WHAT YOU WILL DO. Within the listing that follows, how many lines contain the word "metal"? Only the number is wanted.

THE DATA.

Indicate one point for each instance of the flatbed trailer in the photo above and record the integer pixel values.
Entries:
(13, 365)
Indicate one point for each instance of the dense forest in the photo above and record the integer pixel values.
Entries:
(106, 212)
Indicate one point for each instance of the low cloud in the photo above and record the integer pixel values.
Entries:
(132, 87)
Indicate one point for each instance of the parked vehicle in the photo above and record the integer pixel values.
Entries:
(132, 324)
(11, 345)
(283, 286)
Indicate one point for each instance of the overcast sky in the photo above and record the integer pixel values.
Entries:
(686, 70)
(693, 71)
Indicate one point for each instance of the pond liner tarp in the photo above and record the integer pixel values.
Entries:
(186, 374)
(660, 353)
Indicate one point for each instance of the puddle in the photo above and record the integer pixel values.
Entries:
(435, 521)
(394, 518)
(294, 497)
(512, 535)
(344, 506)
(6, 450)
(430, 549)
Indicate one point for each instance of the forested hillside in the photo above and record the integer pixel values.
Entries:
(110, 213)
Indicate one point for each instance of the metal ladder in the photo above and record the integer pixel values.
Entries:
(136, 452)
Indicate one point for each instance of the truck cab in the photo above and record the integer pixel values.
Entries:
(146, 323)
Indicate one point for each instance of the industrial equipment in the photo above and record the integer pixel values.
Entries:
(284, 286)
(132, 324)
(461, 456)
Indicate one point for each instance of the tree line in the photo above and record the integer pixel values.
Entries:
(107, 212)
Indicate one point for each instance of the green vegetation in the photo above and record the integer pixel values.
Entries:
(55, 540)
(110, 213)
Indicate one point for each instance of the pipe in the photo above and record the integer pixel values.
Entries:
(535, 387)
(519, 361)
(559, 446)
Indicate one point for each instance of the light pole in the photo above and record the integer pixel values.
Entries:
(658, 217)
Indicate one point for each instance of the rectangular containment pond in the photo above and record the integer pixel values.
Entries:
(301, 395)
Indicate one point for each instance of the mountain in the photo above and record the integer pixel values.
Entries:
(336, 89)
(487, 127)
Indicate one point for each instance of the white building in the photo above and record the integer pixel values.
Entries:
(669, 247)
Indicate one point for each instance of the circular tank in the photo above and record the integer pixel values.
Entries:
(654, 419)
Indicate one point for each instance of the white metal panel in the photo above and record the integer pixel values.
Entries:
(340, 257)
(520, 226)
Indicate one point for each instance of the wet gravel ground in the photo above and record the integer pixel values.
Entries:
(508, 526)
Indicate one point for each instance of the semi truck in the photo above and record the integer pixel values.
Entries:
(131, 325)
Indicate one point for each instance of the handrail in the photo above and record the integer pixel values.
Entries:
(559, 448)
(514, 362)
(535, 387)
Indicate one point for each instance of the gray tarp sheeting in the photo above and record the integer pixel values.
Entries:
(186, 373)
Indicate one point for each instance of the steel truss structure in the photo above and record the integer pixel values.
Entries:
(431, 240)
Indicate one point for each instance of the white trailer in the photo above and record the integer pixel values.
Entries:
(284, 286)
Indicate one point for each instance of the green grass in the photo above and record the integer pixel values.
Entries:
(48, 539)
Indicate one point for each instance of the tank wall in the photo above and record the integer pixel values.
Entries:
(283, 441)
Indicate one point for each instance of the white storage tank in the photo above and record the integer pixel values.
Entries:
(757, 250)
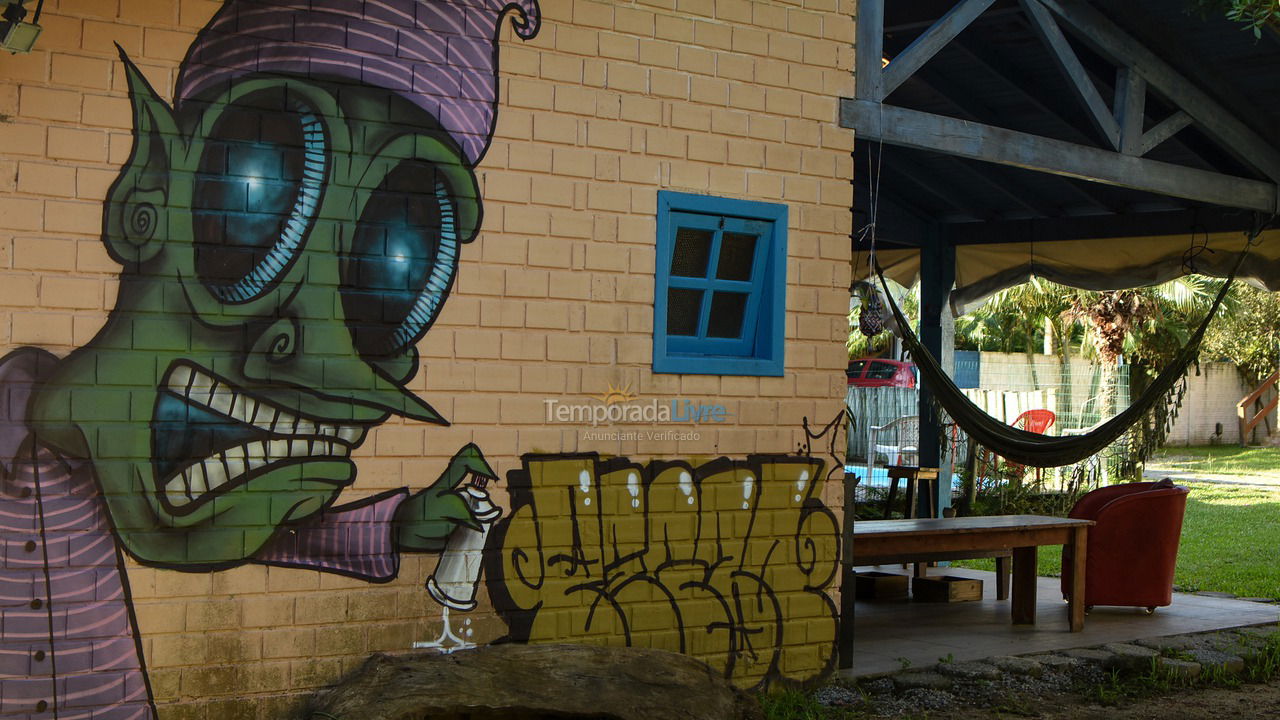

EXERCISE RESULT. 2